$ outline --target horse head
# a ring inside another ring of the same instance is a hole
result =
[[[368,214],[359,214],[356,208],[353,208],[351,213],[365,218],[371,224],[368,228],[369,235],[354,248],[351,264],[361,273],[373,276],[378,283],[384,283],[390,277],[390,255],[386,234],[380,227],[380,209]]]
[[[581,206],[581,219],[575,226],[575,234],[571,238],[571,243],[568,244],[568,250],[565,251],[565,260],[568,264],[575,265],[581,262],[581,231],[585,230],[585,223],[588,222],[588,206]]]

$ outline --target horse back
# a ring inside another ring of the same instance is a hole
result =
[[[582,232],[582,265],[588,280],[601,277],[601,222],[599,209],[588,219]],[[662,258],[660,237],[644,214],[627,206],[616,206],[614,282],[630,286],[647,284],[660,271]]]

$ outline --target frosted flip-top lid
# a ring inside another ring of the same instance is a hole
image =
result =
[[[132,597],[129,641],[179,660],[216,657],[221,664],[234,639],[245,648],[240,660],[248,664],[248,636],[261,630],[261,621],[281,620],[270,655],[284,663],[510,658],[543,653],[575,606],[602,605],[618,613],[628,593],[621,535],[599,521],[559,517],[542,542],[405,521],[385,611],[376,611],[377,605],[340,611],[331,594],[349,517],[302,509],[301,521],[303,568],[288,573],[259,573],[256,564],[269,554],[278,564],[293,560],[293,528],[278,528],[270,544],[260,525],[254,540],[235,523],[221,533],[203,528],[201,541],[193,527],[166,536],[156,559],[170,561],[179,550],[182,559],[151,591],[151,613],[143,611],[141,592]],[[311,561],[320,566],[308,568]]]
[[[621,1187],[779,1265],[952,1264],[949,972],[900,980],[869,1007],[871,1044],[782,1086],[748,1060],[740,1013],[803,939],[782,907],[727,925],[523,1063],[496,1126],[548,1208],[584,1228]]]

=====

» Required task: Copy the entire listing above line for line, changing nothing.

» Answer to this task:
$ outline --target horse head
# a ring inside another ring of the same instance is a hole
result =
[[[368,214],[359,214],[356,208],[353,208],[351,213],[365,218],[371,224],[368,228],[369,235],[354,248],[351,264],[361,273],[373,276],[378,283],[384,283],[390,277],[390,255],[386,234],[380,227],[380,209]]]
[[[581,206],[581,219],[575,226],[575,234],[571,238],[571,243],[568,244],[568,250],[565,251],[565,260],[568,264],[575,265],[581,262],[581,231],[585,230],[585,223],[588,222],[588,206]]]

$ outline --target horse back
# a ring inside another ring of the same instance is a hole
result =
[[[582,232],[582,265],[588,280],[601,277],[601,222],[599,209],[588,219]],[[662,258],[660,237],[644,214],[627,206],[616,206],[614,282],[630,286],[647,284],[660,271]]]

$ outline --target frosted flip-top lid
# a ring inside another ring of the same instance is a hole
image =
result =
[[[132,597],[129,641],[179,660],[216,657],[221,664],[234,639],[245,648],[240,660],[248,664],[248,636],[261,630],[261,621],[281,620],[270,655],[284,663],[510,658],[543,653],[575,606],[602,605],[618,613],[628,593],[621,535],[599,521],[559,517],[542,542],[405,521],[385,611],[376,611],[377,605],[340,611],[331,594],[349,517],[302,509],[301,521],[303,568],[288,573],[259,573],[256,564],[269,554],[278,564],[293,560],[293,528],[278,528],[270,544],[260,525],[254,540],[235,523],[221,533],[203,528],[201,541],[193,527],[166,536],[156,559],[170,561],[179,550],[182,559],[151,591],[151,613],[143,611],[141,592]],[[311,561],[320,566],[308,568]]]
[[[621,1187],[779,1265],[952,1264],[949,972],[900,980],[869,1007],[871,1044],[782,1086],[748,1060],[740,1013],[803,939],[782,907],[727,925],[523,1063],[496,1126],[548,1208],[584,1228]]]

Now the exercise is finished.